> [Exercise material]
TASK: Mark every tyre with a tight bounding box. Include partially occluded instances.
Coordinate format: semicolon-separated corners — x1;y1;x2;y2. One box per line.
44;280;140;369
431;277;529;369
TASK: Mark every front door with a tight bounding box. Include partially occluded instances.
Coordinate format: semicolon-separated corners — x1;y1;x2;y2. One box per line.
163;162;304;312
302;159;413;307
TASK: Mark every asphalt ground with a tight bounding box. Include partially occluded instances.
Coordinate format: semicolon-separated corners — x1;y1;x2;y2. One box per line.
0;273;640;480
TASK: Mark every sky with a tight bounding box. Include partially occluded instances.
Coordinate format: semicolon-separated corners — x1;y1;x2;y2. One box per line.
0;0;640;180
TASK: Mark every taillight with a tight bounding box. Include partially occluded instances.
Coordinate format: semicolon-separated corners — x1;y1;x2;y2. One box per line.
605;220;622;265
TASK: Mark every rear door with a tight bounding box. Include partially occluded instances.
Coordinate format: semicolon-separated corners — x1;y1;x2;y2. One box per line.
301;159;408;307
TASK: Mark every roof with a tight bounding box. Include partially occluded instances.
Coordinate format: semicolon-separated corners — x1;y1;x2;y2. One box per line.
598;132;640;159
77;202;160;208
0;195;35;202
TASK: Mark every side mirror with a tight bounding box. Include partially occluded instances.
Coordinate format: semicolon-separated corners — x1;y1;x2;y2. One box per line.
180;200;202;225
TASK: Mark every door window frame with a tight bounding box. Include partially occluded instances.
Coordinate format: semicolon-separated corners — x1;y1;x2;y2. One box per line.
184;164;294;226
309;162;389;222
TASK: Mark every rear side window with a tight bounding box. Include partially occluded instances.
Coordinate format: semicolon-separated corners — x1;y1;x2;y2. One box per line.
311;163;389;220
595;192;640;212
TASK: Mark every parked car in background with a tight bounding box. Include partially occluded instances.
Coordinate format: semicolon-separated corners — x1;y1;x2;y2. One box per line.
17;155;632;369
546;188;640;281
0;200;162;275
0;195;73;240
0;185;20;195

> [Requirements] Rewrite all of the rows above, swapping every occurrence of "tight" for "precise" and leaving everything else unchanged.

> [Output of the task]
TASK: Mark every tyre with a precise bounding box. Include partially occluded instances.
Coordinate format: semicolon-separated corners — x1;y1;x2;y2. One box per line.
44;280;140;369
431;277;529;369
TASK: Mark every front door with a precise bounding box. Include partially occluded instances.
Coordinate format: semicolon-separated corners — x1;y1;x2;y2. One box per line.
163;162;304;312
302;159;413;307
TASK: Mark every asphalt ground with a precise bounding box. Include partially occluded instances.
Coordinate format: semicolon-separated corners — x1;y1;x2;y2. One box per line.
0;273;640;480
TASK: Mark every sky with a precise bounding box. Include partially occluded instances.
Coordinate format: semicolon-separated corners — x1;y1;x2;y2. One box per line.
0;0;640;180
TASK: Mark every taillight with a precise bounding box. Include partially occluded instances.
Coordinate format: semicolon-separated corners — x1;y1;x2;y2. One box per line.
605;220;622;265
TASK: Mark every rear door with a precise bounding box. Include partially occluded instances.
Coordinate format: semicolon-separated corners — x1;y1;x2;y2. One box per line.
301;159;408;307
TASK: Mark every roof with a precise bounding box. Include partially occluded instances.
Coordinate format: semicolon-separated corners — x1;y1;x2;y2. One box per line.
598;132;640;159
77;202;160;208
0;195;35;202
TASK: Mark every side mirror with a precise bounding box. Include partially occluded instances.
Coordinate format: semicolon-separated corners — x1;y1;x2;y2. One box per line.
180;200;202;225
TASK: Mark every door window frame with a precise bounding box. Include partially occluded instances.
Coordinate format: semicolon-separated corners — x1;y1;x2;y2. One box per line.
184;164;294;226
309;162;389;222
TASK: Mark every rear side window with a precise bounding box. Include partially occluded instances.
Coordinate format: semicolon-separated corners — x1;y1;x2;y2. One box per line.
311;163;389;220
595;192;640;212
TASK: Mark every parked car in background with a precise bounding box. Include partially occluded instances.
Coordinate format: semicolon-separated corners — x1;y1;x2;y2. One box per line.
17;155;632;369
546;188;640;281
0;200;162;275
0;195;73;240
0;185;20;195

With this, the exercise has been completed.